Rewrite the records below, putting "bounding box" wherever "bounding region" appears and changing nothing else. Leave the pictures out.
[START]
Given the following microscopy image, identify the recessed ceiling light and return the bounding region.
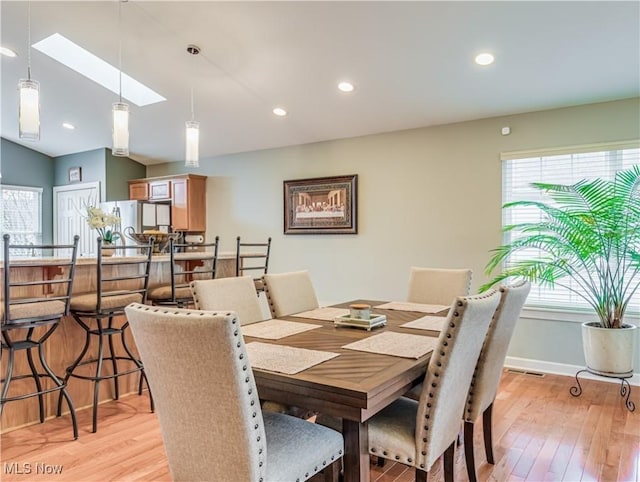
[33,33,167,107]
[338,82,355,92]
[476,52,495,65]
[0,47,18,57]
[END]
**In response:**
Given the following microscopy image, identify the recessed ceiling light and return the bounding box.
[33,33,167,107]
[338,82,355,92]
[476,52,495,65]
[0,47,18,57]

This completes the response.